=== GIVEN TASK ===
Could you extract the stretch of the material below from the line containing "Task: given the image, detect each blue tarp" through the line containing "[227,392,266,562]", both included, and copy every line word for word?

=== DATA LISTING ===
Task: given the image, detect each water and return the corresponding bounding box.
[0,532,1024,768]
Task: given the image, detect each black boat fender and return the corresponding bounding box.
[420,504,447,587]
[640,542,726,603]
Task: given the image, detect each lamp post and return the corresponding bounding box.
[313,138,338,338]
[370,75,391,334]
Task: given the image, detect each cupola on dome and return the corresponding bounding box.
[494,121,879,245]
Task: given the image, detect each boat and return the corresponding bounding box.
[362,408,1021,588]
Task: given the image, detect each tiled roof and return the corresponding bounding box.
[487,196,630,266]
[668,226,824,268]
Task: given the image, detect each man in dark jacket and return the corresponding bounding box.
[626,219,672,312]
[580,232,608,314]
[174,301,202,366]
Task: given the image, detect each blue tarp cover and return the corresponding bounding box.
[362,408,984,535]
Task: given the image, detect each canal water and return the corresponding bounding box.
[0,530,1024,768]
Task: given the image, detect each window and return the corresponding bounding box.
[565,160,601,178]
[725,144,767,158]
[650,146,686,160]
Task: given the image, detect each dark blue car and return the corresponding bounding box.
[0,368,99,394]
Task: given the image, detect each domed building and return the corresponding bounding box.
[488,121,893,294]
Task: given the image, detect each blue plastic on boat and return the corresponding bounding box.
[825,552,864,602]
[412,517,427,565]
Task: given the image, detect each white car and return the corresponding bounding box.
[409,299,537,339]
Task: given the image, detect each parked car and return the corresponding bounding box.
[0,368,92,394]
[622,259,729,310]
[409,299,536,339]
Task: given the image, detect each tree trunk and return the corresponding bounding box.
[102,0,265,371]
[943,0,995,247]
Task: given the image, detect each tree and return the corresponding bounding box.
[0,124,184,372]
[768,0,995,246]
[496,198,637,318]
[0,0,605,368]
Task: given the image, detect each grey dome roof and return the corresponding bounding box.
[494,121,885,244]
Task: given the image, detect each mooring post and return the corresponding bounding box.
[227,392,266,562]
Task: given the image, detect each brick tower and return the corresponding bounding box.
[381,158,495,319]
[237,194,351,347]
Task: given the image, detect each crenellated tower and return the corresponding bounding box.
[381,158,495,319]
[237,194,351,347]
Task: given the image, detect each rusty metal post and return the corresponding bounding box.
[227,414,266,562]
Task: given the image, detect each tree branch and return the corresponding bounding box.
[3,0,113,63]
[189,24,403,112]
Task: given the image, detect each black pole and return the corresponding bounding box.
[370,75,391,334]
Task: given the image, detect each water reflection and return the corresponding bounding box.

=== CORRECT RESPONSE ===
Task: given the image, detect each blue tarp cover and return the corresponding bounding box.
[362,408,984,535]
Task: given the image, detect each canal water and return the corresponding bounding box.
[0,530,1024,768]
Task: given the image, detect each window and return the corresponding bounding box.
[565,160,601,178]
[725,144,767,158]
[650,146,686,160]
Task: given the image, detect each dark blue car and return the corresponding bounding box.
[0,368,99,394]
Task: given the image, detect each domed building and return the corresponding bounding box.
[488,121,893,294]
Task: given the image, detect each blue plastic on boat and return the corresponding bounding box.
[825,552,864,602]
[412,517,427,565]
Task: given the image, detect each white car and return the corresponding bounding box.
[409,299,537,339]
Task: given the image, detect each parked car and return the corresponding bounding box.
[0,368,92,394]
[622,259,729,310]
[409,299,536,339]
Task: given the image, detect each tree trunk and return the corresponding bounding box.
[102,0,265,371]
[943,0,995,247]
Task: given the image, detect each tree and return the corresponding bounding box.
[0,124,184,372]
[768,0,995,246]
[496,198,637,318]
[0,0,605,368]
Task: given the image, detect each grey dome roof and return the corresponding bounding box.
[494,121,885,244]
Task: given the image, detect each mooring post and return the corresponding bounding box.
[227,392,266,562]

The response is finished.